* **Task instructions**
Copy out every line of the records below, keeping each character as it appears.

— start Material supplied —

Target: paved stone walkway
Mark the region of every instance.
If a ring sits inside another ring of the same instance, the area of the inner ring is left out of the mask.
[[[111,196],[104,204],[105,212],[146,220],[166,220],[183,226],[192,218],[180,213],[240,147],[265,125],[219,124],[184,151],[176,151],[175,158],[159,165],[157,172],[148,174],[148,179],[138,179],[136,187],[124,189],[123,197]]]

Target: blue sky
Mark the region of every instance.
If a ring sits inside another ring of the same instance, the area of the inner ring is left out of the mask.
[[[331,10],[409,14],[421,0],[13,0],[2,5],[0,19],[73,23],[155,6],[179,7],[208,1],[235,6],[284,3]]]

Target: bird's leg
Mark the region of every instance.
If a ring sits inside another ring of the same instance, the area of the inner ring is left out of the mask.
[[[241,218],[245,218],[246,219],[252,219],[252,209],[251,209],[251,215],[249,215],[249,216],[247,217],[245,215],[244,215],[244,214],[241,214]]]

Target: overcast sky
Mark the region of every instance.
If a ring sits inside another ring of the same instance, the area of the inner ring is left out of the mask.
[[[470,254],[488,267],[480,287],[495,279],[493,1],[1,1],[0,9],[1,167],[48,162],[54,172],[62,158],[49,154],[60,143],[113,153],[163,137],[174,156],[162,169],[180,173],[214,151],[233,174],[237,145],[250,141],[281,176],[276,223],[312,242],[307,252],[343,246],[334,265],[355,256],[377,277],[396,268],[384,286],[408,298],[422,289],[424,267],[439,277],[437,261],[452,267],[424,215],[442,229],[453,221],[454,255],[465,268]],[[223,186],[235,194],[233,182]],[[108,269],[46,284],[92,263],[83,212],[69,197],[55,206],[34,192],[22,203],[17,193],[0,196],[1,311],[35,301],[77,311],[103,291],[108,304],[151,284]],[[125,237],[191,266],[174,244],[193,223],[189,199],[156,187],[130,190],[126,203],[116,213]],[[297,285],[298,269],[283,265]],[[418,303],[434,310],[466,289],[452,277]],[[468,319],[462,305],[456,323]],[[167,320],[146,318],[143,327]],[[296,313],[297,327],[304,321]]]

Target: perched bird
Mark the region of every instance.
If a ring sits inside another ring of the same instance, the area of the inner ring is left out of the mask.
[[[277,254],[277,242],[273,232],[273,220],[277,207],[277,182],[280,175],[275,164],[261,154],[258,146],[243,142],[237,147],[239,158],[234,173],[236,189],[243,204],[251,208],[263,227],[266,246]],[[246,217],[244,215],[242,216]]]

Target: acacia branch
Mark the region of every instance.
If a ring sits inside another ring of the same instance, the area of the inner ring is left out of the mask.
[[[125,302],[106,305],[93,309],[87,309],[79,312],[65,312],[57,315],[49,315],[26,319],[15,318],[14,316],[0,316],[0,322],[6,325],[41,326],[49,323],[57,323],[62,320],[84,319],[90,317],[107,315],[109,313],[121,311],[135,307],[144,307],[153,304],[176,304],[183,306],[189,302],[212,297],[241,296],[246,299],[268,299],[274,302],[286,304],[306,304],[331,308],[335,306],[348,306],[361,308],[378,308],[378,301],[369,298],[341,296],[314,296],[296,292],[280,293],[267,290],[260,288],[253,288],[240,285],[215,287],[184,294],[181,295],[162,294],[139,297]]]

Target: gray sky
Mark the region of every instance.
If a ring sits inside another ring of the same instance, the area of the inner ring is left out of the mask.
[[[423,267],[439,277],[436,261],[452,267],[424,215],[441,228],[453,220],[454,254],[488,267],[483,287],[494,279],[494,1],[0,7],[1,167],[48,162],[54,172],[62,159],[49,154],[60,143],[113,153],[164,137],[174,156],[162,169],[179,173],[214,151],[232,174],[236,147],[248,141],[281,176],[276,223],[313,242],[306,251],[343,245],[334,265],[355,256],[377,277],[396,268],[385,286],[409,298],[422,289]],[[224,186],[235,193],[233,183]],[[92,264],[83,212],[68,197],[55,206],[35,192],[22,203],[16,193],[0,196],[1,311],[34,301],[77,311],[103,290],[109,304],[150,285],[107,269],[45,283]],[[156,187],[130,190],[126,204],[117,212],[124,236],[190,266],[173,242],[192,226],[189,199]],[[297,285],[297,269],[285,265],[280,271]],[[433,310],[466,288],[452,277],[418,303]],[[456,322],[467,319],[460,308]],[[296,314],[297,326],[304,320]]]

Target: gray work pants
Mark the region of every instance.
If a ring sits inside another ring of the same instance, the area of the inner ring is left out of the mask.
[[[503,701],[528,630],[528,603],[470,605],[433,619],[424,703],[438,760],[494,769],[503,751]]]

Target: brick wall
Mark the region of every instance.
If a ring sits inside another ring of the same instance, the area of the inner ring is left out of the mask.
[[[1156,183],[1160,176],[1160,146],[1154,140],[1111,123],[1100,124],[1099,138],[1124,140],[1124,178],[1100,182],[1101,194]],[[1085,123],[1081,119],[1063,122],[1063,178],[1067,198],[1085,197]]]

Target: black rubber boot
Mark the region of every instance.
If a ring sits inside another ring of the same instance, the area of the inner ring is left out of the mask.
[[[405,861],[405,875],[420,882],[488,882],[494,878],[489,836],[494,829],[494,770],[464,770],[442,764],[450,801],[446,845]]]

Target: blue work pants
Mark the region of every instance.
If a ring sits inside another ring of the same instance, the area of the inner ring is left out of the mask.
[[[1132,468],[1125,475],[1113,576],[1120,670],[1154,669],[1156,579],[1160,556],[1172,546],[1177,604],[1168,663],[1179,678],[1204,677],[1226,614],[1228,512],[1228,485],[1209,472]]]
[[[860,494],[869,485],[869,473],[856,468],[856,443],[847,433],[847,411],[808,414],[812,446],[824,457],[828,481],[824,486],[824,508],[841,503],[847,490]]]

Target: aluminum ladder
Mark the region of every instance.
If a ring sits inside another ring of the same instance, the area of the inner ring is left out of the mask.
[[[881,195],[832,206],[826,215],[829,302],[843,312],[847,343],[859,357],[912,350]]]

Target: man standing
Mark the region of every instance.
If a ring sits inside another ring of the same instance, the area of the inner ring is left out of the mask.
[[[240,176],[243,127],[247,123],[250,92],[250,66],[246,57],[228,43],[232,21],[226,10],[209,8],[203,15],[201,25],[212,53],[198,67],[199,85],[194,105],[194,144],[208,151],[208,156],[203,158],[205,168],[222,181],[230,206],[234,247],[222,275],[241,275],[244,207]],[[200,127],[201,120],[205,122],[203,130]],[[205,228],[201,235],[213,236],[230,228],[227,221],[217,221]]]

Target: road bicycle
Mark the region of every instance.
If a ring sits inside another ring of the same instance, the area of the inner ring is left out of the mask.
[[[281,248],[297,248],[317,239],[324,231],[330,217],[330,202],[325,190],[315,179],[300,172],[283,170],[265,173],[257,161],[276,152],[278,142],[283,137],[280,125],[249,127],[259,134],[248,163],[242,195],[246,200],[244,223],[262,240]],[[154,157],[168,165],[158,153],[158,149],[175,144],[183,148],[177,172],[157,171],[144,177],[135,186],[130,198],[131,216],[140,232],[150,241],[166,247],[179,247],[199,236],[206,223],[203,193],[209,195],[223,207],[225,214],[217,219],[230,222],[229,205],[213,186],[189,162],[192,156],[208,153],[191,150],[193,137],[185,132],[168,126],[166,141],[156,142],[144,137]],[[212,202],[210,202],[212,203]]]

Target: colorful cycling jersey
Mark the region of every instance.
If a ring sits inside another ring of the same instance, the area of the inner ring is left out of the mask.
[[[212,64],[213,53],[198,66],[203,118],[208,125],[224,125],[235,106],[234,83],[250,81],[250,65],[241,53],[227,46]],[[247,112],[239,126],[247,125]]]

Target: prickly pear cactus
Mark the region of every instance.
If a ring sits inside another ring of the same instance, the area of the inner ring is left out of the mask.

— end Material supplied —

* **Written answer**
Target: paved stone walkway
Mark the region of every instance.
If a ring sits inside another ring of the same instance, the area of the inner ring is left out of the mask.
[[[111,196],[104,204],[105,212],[146,220],[166,220],[183,226],[192,218],[180,213],[240,147],[265,125],[219,124],[184,151],[176,151],[175,158],[159,165],[157,172],[148,174],[148,179],[138,179],[136,187],[124,189],[123,197]]]

Target: blue sky
Mark the region of every instance.
If a ring sits inside another ring of the same instance, the area of the inner ring is left out of the mask.
[[[331,10],[409,14],[421,0],[13,0],[2,5],[0,19],[73,23],[155,6],[179,7],[208,1],[235,6],[284,3]]]

Target: bird's leg
Mark the region of every instance.
If a ring sits inside another ring of the same instance, the area of the inner ring is left out of the mask.
[[[241,218],[245,218],[246,219],[252,219],[252,209],[251,209],[251,215],[249,215],[249,216],[247,217],[245,215],[244,215],[244,214],[241,214]]]

Target: overcast sky
Mark the region of every instance.
If a ring sits inside another ring of the same instance, the area of the inner ring is left out of the mask.
[[[470,254],[488,267],[480,287],[495,279],[493,1],[1,1],[0,9],[1,167],[48,162],[54,172],[62,158],[49,154],[60,143],[113,153],[163,137],[174,156],[162,169],[180,173],[214,151],[233,174],[237,145],[250,141],[281,176],[276,223],[312,242],[307,252],[343,246],[334,265],[355,256],[377,277],[396,268],[384,286],[408,298],[422,289],[424,267],[439,277],[437,261],[452,267],[424,215],[442,229],[453,221],[454,255],[465,268]],[[223,186],[235,194],[233,182]],[[108,269],[46,284],[92,263],[83,212],[69,197],[55,206],[34,192],[22,203],[17,193],[0,196],[1,311],[35,301],[77,311],[103,291],[108,304],[151,284]],[[125,237],[191,266],[174,244],[193,223],[189,199],[156,187],[130,190],[126,203],[116,213]],[[297,285],[298,269],[283,265]],[[418,303],[434,310],[466,289],[452,277]],[[468,319],[462,305],[456,323]],[[167,320],[146,318],[143,327]],[[296,313],[297,327],[304,321]]]

Target: perched bird
Mark the region of every instance.
If a ring sits inside another ring of the same instance, the area of the inner ring is left out of the mask.
[[[277,254],[277,242],[273,232],[273,220],[277,207],[277,182],[280,175],[275,164],[261,154],[258,146],[243,142],[237,147],[239,158],[234,173],[236,189],[243,204],[251,208],[263,227],[266,246]],[[246,217],[244,215],[242,216]]]

Target: acacia branch
Mark the region of every instance.
If a ring sits inside another ring of the same instance, the area of the inner ring is left out of the mask.
[[[125,302],[106,305],[93,309],[87,309],[79,312],[65,312],[57,315],[49,315],[26,319],[15,318],[14,316],[0,316],[0,322],[6,325],[41,326],[49,323],[57,323],[62,320],[84,319],[90,317],[107,315],[109,313],[121,311],[135,307],[144,307],[153,304],[176,304],[183,306],[189,302],[212,297],[241,296],[246,299],[268,299],[274,302],[286,304],[306,304],[331,308],[335,306],[348,306],[361,308],[378,308],[378,301],[369,298],[341,296],[314,296],[296,292],[280,293],[267,290],[260,288],[253,288],[240,285],[215,287],[184,294],[181,295],[162,294],[139,297]]]

Target: gray sky
Mark the region of every instance.
If a ring sits inside another ring of the same instance, the area of the inner ring is left out of the mask.
[[[423,267],[439,277],[436,261],[452,267],[424,215],[441,228],[453,220],[454,254],[488,267],[483,287],[494,279],[494,1],[0,7],[1,167],[48,162],[54,172],[62,159],[49,154],[60,143],[113,153],[164,137],[174,156],[162,169],[179,173],[214,151],[232,174],[236,147],[248,141],[281,176],[276,223],[313,242],[306,251],[343,245],[334,265],[355,256],[377,277],[396,268],[385,286],[409,298],[422,289]],[[224,186],[235,193],[233,183]],[[92,264],[83,212],[68,197],[55,206],[35,192],[22,203],[16,193],[0,196],[1,311],[34,301],[77,311],[103,290],[109,304],[150,285],[107,269],[45,283]],[[156,187],[130,190],[126,204],[117,212],[124,236],[190,266],[173,242],[192,226],[189,199]],[[297,285],[297,269],[285,265],[280,271]],[[433,310],[466,288],[452,277],[418,303]],[[456,322],[467,319],[460,308]],[[296,314],[297,326],[304,320]]]

Target: gray work pants
Mark the region of every instance.
If a ring sits inside another ring of the same instance, the area of the inner ring is left out of the mask.
[[[503,701],[528,630],[528,603],[470,605],[433,619],[424,703],[438,760],[494,769],[503,751]]]

Target: brick wall
Mark the region of every instance.
If a ring sits inside another ring of the same instance, the area of the inner ring is left out of the mask.
[[[1156,183],[1160,176],[1160,146],[1154,140],[1111,123],[1100,124],[1099,138],[1124,140],[1124,178],[1100,182],[1101,194]],[[1085,123],[1081,119],[1063,122],[1063,178],[1067,198],[1085,197]]]

Target: black rubber boot
Mark the region of every instance.
If a ring sits inside another ring of the same instance, the area of the inner ring is left out of the mask.
[[[405,861],[405,875],[420,882],[488,882],[494,878],[489,836],[494,829],[494,770],[464,770],[442,764],[450,801],[446,845]]]

Target: blue work pants
Mark the region of every instance.
If a ring sits inside another ring of the same instance, the area of the inner ring is left out of the mask.
[[[1132,468],[1125,475],[1113,576],[1120,670],[1154,669],[1156,579],[1160,556],[1172,546],[1177,604],[1168,663],[1179,678],[1204,677],[1226,614],[1228,512],[1228,485],[1209,472]]]
[[[860,494],[869,485],[869,473],[856,468],[856,443],[847,433],[847,411],[808,414],[812,446],[824,457],[828,481],[824,486],[824,508],[841,503],[847,490]]]

Target: aluminum ladder
Mark the region of every instance.
If a ring sits inside another ring of the same instance, the area of the inner ring is left out of the mask.
[[[881,195],[832,206],[826,215],[829,302],[843,312],[847,343],[859,357],[912,350]]]

Target: man standing
Mark the region of every instance.
If a ring sits inside another ring of the same instance, the area of the inner ring is left out of the mask.
[[[240,176],[243,127],[247,123],[250,92],[250,66],[246,57],[228,43],[232,21],[226,10],[209,8],[203,15],[201,25],[212,53],[198,67],[199,85],[194,105],[194,144],[208,151],[208,156],[203,158],[205,168],[222,181],[230,206],[234,247],[222,275],[241,275],[244,207]],[[200,127],[201,120],[205,122],[203,130]],[[205,228],[201,235],[213,236],[230,228],[227,221],[217,221]]]

Target: road bicycle
Mark the region of every instance.
If a ring sits inside another ring of the same instance, the area of the inner ring is left out of the mask.
[[[281,248],[297,248],[317,239],[324,231],[330,217],[330,202],[325,190],[315,179],[300,172],[283,170],[265,173],[257,161],[276,152],[278,142],[283,137],[280,125],[249,127],[259,134],[248,163],[242,195],[246,200],[244,223],[262,240]],[[154,157],[168,165],[158,153],[158,149],[175,144],[183,148],[177,172],[157,171],[144,177],[135,186],[130,198],[131,216],[140,232],[150,241],[166,247],[179,247],[199,236],[206,223],[203,193],[209,195],[223,207],[225,214],[217,219],[230,222],[229,205],[213,186],[189,162],[192,156],[208,153],[191,150],[193,137],[185,132],[168,126],[166,141],[156,142],[144,137]],[[212,202],[210,202],[212,203]]]

Target: colorful cycling jersey
Mark the region of every instance.
If a ring sits inside another ring of the same instance, the area of the inner ring is left out of the mask.
[[[212,64],[213,53],[198,66],[203,118],[208,125],[224,125],[235,106],[234,83],[250,81],[250,65],[241,53],[227,46]],[[247,112],[239,126],[247,125]]]

Target: prickly pear cactus
Mark the region of every instance.
If a ring sits inside another ring of the same instance, the area of the inner ring is left out of the mask.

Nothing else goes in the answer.